--- QUOTED TEXT ---
————————
What about English Language Learners?

*dusts cobwebs*

Jeez Louise. I swear, I didn’t forget about this blog. Things have just been incredibly hectic over here… which, I mean, for any fellow teachers reading this blog, you already know. I don’t have to tell you what January is like.

So I’ll begin with some good news: Since EdCamp, I’ve been to more good PD! Shocking, I know. I’ve also been to some lame PD. But you can’t win ’em all, and the fact that I’m going to a Writing PD with Penny Kittle (@pennykittle) next month pretty much means that my PD score for the 2012-2013 year is still chalking up to more good than bad. By the way, Edmonton folks, you really want to register for that PD! Then we can hang out and be nerdy together!

Yesterday, I attended a webinar with Dr. Deborah Short (one of the creators of the SIOP educational model) on how to support literacy with English Language Learners (ELLs), and although I found some things about the layout of the PD to be a little confusing or disjointed, I definitely enjoyed thinking about various strategies I could use in my own classroom. I have to say that although it is only January and although we still have half a year left in which I can start using these strategies, I’m already excited about beginning a new school year with these strategies and routines firmly in place from the get-go.

On a semi-related note, can we take a moment to talk about the fact that it is super lame when you end up going to really good PD in April or May? There’s hardly any time left! I guess it gives you a lot of extra prep time to get it ready for September.
————————
Records from a pointing dataset
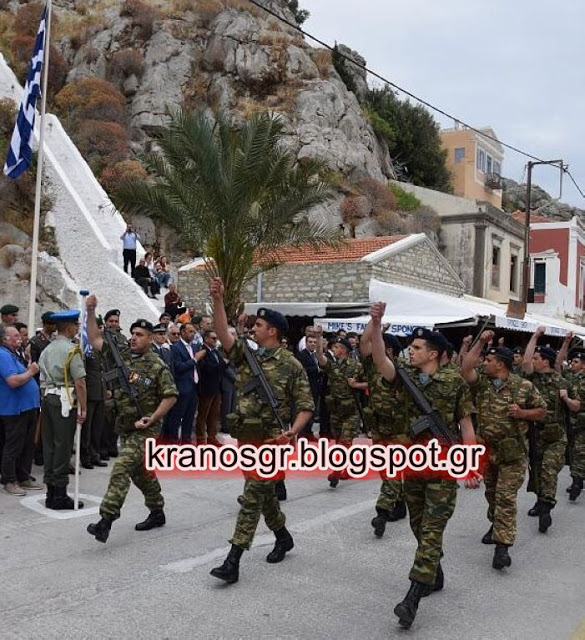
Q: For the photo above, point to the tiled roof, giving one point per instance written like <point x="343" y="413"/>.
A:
<point x="520" y="216"/>
<point x="350" y="250"/>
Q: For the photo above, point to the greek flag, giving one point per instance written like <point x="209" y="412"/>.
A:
<point x="19" y="156"/>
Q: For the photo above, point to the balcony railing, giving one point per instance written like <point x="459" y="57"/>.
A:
<point x="493" y="181"/>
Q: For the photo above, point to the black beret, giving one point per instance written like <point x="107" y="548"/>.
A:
<point x="433" y="337"/>
<point x="9" y="308"/>
<point x="111" y="312"/>
<point x="141" y="324"/>
<point x="344" y="342"/>
<point x="392" y="342"/>
<point x="547" y="353"/>
<point x="274" y="318"/>
<point x="504" y="354"/>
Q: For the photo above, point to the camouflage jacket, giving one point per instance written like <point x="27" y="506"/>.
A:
<point x="492" y="405"/>
<point x="153" y="381"/>
<point x="549" y="385"/>
<point x="287" y="378"/>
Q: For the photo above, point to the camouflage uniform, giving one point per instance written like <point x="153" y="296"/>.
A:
<point x="256" y="423"/>
<point x="431" y="498"/>
<point x="342" y="399"/>
<point x="551" y="440"/>
<point x="153" y="381"/>
<point x="387" y="427"/>
<point x="505" y="440"/>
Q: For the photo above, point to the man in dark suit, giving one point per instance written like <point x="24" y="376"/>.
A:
<point x="186" y="375"/>
<point x="308" y="358"/>
<point x="210" y="367"/>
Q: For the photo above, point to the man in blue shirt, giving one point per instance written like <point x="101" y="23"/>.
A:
<point x="19" y="404"/>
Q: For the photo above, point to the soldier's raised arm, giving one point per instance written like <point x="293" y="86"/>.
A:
<point x="94" y="334"/>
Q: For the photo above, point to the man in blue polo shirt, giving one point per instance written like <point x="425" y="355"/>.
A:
<point x="19" y="404"/>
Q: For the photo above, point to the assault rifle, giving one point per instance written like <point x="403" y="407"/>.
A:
<point x="120" y="374"/>
<point x="261" y="386"/>
<point x="430" y="420"/>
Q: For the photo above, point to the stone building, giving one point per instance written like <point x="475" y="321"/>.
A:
<point x="334" y="276"/>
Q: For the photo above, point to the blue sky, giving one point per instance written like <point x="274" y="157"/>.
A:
<point x="515" y="65"/>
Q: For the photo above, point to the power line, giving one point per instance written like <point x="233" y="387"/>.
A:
<point x="404" y="91"/>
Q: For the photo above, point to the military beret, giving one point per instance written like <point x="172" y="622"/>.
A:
<point x="434" y="337"/>
<point x="547" y="353"/>
<point x="392" y="342"/>
<point x="9" y="308"/>
<point x="110" y="313"/>
<point x="142" y="324"/>
<point x="504" y="354"/>
<point x="64" y="317"/>
<point x="274" y="318"/>
<point x="344" y="342"/>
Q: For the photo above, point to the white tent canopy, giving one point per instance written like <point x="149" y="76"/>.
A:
<point x="408" y="308"/>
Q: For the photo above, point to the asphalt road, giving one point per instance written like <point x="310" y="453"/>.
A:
<point x="338" y="582"/>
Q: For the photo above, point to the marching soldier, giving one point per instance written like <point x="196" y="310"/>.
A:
<point x="346" y="377"/>
<point x="255" y="422"/>
<point x="430" y="497"/>
<point x="64" y="404"/>
<point x="505" y="404"/>
<point x="136" y="420"/>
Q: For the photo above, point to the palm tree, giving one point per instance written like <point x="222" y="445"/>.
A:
<point x="236" y="196"/>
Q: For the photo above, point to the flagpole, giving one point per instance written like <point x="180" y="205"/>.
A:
<point x="37" y="215"/>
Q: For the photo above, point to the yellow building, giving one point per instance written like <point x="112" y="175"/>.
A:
<point x="475" y="163"/>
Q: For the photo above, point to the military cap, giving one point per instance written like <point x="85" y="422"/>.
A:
<point x="65" y="317"/>
<point x="434" y="337"/>
<point x="504" y="354"/>
<point x="547" y="353"/>
<point x="274" y="318"/>
<point x="392" y="342"/>
<point x="9" y="308"/>
<point x="344" y="342"/>
<point x="142" y="324"/>
<point x="110" y="313"/>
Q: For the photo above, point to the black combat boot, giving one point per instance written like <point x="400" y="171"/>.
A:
<point x="399" y="511"/>
<point x="535" y="511"/>
<point x="406" y="610"/>
<point x="379" y="522"/>
<point x="156" y="518"/>
<point x="280" y="490"/>
<point x="230" y="569"/>
<point x="61" y="501"/>
<point x="544" y="519"/>
<point x="575" y="489"/>
<point x="284" y="543"/>
<point x="501" y="557"/>
<point x="439" y="583"/>
<point x="487" y="538"/>
<point x="101" y="530"/>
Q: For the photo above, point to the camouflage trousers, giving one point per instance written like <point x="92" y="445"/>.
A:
<point x="550" y="459"/>
<point x="129" y="467"/>
<point x="578" y="455"/>
<point x="258" y="499"/>
<point x="344" y="428"/>
<point x="502" y="483"/>
<point x="391" y="490"/>
<point x="431" y="502"/>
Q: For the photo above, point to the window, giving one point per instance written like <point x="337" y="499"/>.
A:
<point x="481" y="160"/>
<point x="514" y="273"/>
<point x="496" y="257"/>
<point x="540" y="277"/>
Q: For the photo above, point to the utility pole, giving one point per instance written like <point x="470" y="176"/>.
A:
<point x="526" y="274"/>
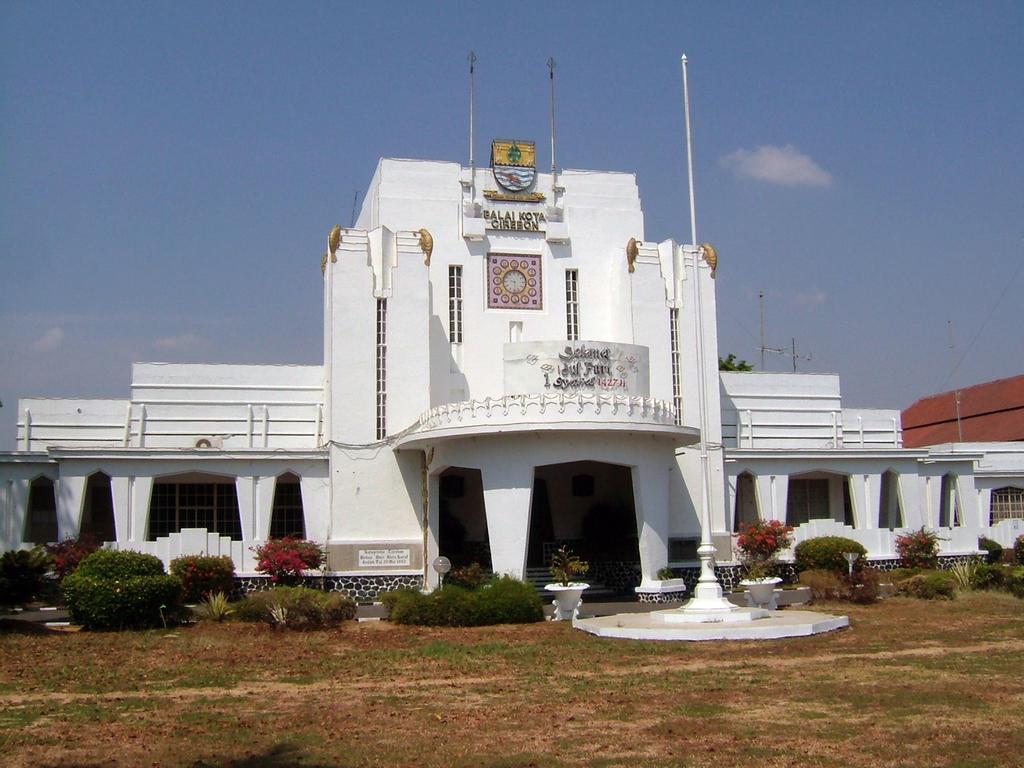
————————
--- ACTIONS TO TAKE ---
(A) Render this sentence from the blog post in Spanish: "I don’t have to tell you what January is like."
(B) Report each line of the records that contains the string "building". Case matters.

--- EXERCISE ANSWERS ---
(A) No tengo que decirte cómo es enero.

(B)
Q: For the photo above, point to the stone building, giving one point per instance written like <point x="475" y="321"/>.
Q: For the photo above, point to the yellow building, giving one point per instance written like <point x="112" y="175"/>.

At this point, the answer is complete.